# [RECORDS PROVIDED]
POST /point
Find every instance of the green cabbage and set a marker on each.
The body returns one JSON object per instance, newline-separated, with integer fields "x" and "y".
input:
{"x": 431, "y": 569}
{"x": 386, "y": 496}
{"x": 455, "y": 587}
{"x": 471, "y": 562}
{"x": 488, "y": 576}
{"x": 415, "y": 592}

==

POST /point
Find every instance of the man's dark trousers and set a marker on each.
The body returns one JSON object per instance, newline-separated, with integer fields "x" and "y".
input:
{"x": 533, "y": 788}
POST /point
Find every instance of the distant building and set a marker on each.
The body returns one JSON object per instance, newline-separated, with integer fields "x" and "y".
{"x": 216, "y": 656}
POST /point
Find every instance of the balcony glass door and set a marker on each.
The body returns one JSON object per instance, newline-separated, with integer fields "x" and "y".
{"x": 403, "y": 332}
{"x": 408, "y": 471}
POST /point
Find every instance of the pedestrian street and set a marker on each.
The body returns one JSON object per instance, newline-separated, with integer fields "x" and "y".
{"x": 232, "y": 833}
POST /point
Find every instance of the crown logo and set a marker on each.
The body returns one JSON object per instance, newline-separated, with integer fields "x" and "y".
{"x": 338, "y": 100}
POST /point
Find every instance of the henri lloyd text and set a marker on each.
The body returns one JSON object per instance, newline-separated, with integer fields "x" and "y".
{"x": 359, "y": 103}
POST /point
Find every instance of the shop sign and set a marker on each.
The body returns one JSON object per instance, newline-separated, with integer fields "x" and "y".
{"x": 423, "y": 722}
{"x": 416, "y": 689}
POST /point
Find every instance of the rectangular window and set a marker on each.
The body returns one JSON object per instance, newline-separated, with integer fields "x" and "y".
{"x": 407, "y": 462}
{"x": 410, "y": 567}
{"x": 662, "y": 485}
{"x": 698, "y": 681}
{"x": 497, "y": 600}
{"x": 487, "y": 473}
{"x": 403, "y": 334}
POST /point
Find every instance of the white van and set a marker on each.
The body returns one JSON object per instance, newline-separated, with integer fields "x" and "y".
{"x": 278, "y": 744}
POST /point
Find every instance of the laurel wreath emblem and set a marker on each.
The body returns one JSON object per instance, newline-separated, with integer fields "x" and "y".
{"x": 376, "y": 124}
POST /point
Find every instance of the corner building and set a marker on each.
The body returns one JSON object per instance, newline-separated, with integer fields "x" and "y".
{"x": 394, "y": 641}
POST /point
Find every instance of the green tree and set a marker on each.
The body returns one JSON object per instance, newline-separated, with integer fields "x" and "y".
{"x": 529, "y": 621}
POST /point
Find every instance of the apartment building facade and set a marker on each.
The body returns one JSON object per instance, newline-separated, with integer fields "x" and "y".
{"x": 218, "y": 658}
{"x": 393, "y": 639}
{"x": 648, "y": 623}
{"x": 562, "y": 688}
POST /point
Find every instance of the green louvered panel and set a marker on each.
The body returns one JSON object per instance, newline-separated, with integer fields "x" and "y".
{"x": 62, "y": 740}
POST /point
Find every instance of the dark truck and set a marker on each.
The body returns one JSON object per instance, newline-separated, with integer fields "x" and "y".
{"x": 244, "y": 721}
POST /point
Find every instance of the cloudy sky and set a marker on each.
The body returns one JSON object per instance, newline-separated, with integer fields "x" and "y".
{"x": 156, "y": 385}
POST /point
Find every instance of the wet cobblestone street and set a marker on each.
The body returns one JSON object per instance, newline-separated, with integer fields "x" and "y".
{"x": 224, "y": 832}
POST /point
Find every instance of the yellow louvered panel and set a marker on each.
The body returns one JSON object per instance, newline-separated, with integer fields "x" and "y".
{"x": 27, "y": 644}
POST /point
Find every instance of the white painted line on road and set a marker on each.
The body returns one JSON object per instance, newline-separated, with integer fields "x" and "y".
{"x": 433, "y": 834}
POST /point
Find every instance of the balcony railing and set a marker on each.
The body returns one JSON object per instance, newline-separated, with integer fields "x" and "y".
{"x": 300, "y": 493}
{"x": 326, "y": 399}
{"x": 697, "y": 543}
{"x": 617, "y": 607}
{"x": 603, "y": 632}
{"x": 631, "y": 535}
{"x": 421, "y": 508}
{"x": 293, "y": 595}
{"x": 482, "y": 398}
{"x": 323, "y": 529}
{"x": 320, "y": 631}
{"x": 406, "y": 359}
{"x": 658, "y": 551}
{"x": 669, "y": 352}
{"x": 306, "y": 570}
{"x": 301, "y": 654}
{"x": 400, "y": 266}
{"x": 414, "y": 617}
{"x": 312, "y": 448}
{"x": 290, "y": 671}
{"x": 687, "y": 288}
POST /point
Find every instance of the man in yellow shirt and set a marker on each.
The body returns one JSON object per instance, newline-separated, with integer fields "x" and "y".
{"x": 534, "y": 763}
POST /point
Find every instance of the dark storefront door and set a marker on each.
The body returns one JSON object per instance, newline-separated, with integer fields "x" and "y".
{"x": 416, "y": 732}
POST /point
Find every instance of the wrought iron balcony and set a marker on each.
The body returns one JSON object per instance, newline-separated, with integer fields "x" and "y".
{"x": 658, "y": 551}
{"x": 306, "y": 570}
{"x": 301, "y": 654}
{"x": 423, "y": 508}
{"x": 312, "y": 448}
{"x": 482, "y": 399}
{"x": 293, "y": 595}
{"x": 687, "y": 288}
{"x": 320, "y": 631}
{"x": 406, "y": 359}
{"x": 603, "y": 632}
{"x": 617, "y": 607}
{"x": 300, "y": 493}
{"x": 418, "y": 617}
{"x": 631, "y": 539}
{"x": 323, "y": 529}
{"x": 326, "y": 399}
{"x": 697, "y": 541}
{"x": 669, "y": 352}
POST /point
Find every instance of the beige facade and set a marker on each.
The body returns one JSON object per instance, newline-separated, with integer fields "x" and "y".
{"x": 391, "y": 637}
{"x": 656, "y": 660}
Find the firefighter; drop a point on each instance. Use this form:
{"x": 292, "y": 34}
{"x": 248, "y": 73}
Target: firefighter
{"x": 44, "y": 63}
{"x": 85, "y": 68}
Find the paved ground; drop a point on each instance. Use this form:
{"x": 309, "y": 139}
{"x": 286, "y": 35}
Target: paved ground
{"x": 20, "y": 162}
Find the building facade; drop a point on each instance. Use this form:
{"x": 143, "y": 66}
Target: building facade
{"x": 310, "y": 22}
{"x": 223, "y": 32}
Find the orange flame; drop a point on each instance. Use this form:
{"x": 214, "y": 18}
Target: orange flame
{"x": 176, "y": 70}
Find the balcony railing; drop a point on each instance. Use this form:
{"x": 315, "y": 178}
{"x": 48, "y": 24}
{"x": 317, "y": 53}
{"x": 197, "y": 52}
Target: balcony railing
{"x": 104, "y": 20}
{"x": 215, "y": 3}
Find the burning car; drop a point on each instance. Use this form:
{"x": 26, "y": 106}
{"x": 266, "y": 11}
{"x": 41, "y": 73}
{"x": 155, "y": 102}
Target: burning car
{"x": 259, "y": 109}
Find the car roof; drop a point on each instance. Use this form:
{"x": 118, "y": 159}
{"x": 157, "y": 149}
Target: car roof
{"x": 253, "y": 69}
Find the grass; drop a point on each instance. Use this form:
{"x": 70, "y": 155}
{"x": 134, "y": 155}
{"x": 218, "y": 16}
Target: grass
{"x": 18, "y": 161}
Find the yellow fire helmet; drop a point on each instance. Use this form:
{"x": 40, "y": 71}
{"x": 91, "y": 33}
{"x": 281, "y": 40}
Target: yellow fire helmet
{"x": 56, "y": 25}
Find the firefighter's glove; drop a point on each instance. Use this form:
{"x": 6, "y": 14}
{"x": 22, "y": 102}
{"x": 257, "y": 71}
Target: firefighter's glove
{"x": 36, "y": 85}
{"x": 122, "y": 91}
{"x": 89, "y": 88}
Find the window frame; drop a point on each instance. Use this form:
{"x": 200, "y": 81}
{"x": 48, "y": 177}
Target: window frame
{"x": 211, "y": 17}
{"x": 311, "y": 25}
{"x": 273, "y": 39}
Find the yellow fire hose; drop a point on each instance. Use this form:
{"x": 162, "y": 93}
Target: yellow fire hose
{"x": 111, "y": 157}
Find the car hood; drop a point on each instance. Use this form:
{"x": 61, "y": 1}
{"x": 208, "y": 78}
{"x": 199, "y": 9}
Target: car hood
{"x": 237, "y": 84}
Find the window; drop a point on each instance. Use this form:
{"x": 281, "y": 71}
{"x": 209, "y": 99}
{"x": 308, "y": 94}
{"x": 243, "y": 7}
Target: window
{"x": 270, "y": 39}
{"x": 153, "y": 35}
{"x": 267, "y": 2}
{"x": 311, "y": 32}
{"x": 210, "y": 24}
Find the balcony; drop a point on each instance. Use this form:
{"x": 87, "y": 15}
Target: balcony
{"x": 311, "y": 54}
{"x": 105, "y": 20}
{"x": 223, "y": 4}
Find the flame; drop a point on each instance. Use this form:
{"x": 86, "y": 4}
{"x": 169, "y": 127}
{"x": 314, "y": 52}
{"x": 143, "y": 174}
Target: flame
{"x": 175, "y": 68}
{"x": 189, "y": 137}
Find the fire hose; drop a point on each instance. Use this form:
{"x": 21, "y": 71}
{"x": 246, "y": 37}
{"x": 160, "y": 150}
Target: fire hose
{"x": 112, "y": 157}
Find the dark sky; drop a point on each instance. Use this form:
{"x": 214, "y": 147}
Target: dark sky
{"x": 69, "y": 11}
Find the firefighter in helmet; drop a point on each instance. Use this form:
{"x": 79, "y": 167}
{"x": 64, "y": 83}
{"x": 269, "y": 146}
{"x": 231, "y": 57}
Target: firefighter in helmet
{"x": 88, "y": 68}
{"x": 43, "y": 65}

# [WHAT THIS TASK INVOLVES]
In the listing above, find the line containing "Find every instance of the white painted" and the line containing "Find every instance of the beige", then quote both, plus every line between them, exactly as written.

# [FINAL ANSWER]
Find every instance of the white painted line on road and set a marker on each.
The body returns one JSON object per instance, newline-separated, with integer fields "x" and "y".
{"x": 433, "y": 834}
POST /point
Find every instance of the balcony railing and set a marker on each.
The body returns one JSON object per instance, newline-separated, with integer fields "x" and "y".
{"x": 300, "y": 493}
{"x": 326, "y": 399}
{"x": 697, "y": 543}
{"x": 617, "y": 607}
{"x": 603, "y": 632}
{"x": 631, "y": 535}
{"x": 421, "y": 508}
{"x": 293, "y": 595}
{"x": 482, "y": 398}
{"x": 323, "y": 529}
{"x": 320, "y": 631}
{"x": 406, "y": 359}
{"x": 658, "y": 551}
{"x": 669, "y": 352}
{"x": 306, "y": 570}
{"x": 301, "y": 654}
{"x": 400, "y": 266}
{"x": 414, "y": 617}
{"x": 312, "y": 448}
{"x": 290, "y": 671}
{"x": 687, "y": 288}
POST /point
Find every instance of the man in yellow shirt and set a marker on each.
The body returns one JSON object per instance, newline-separated, with integer fields "x" and "y".
{"x": 534, "y": 763}
POST /point
Find every instance of the dark storefront door and set a marker on each.
The body returns one JSON object per instance, newline-separated, with integer fields "x" and "y".
{"x": 416, "y": 732}
POST /point
Find every instance of the wrought iron balcony and set a marker on each.
The body returns one JSON object per instance, newline-separated, with integer fields "x" and "y".
{"x": 658, "y": 551}
{"x": 306, "y": 570}
{"x": 301, "y": 654}
{"x": 423, "y": 508}
{"x": 312, "y": 448}
{"x": 482, "y": 399}
{"x": 293, "y": 595}
{"x": 687, "y": 288}
{"x": 320, "y": 631}
{"x": 406, "y": 359}
{"x": 603, "y": 632}
{"x": 617, "y": 607}
{"x": 300, "y": 493}
{"x": 418, "y": 617}
{"x": 631, "y": 539}
{"x": 323, "y": 529}
{"x": 326, "y": 399}
{"x": 697, "y": 541}
{"x": 669, "y": 352}
POST /point
Find every instance of the beige facade and set a marker on each.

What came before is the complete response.